Task details: Transcribe the lines from the start of the data below through the line with "Tag every instance of the white veil", word for word and nothing more.

-- Records for processing follows --

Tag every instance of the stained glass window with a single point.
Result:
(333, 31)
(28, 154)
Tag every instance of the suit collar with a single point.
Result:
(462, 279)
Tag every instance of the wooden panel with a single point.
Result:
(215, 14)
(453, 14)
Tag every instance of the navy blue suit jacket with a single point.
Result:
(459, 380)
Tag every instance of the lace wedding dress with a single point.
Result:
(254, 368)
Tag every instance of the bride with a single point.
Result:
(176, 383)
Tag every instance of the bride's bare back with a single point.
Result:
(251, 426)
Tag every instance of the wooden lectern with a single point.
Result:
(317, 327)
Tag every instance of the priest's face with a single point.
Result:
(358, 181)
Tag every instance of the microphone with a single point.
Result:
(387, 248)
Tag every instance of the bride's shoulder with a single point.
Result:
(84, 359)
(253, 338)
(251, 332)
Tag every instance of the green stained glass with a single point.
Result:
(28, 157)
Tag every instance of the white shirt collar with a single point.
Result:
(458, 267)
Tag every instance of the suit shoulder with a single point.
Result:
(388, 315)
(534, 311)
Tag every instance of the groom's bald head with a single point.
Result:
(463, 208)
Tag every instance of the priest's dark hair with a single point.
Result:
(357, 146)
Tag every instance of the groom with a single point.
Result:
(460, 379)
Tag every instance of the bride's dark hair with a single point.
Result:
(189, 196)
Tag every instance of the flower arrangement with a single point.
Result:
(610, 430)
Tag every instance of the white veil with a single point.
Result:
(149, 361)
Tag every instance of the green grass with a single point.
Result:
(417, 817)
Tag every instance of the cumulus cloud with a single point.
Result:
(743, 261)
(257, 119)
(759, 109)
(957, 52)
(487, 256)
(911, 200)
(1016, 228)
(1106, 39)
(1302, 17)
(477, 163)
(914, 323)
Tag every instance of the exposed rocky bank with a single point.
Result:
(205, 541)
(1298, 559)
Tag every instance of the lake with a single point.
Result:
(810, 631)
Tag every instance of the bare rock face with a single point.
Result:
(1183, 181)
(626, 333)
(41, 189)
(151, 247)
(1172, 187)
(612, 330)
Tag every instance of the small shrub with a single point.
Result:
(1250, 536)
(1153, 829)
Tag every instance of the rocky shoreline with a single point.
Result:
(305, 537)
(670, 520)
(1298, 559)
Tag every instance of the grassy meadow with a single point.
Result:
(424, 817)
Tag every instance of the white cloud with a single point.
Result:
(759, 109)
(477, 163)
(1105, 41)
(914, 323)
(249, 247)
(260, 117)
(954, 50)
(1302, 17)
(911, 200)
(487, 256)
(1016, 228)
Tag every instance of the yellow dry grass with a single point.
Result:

-- Records for processing concluded --

Written solution:
Tag every instance of the stained glass window with a single point.
Result:
(333, 31)
(28, 154)
Tag every instance of the suit collar with a single point.
Result:
(462, 279)
Tag every instance of the wooden panel with a single point.
Result:
(215, 14)
(453, 14)
Tag every instance of the navy blue suit jacket with a single point.
Result:
(459, 380)
Tag every instance of the lace wedding dress with a single point.
Result:
(254, 368)
Tag every instance of the bride with a single point.
Result:
(176, 383)
Tag every instance of the bride's bare back with a single point.
Result:
(251, 426)
Tag every instance of the wooden lectern with a single point.
Result:
(317, 327)
Tag every instance of the priest's face with a single point.
Result:
(358, 181)
Tag every instance of the microphone with a single point.
Result:
(387, 248)
Tag every instance of the bride's shoulder with a single point.
Result:
(84, 359)
(253, 338)
(251, 332)
Tag every instance of the green stained glass with a single point.
Result:
(28, 157)
Tag every instance of the white shirt collar with a single point.
Result:
(458, 267)
Tag every instance of the suit shoulder with a single point.
Result:
(388, 315)
(534, 311)
Tag every instance of the groom's bald head with a single point.
Result:
(463, 208)
Tag every instance of the priest's dark hair with a single point.
Result:
(357, 146)
Tag every instance of the groom with a single point.
Result:
(460, 379)
Tag every instance of the bride's dark hair with a single point.
Result:
(189, 196)
Tag every instance of the flower arrangement with a single point.
Result:
(610, 430)
Tag every instance of the white veil with a single point.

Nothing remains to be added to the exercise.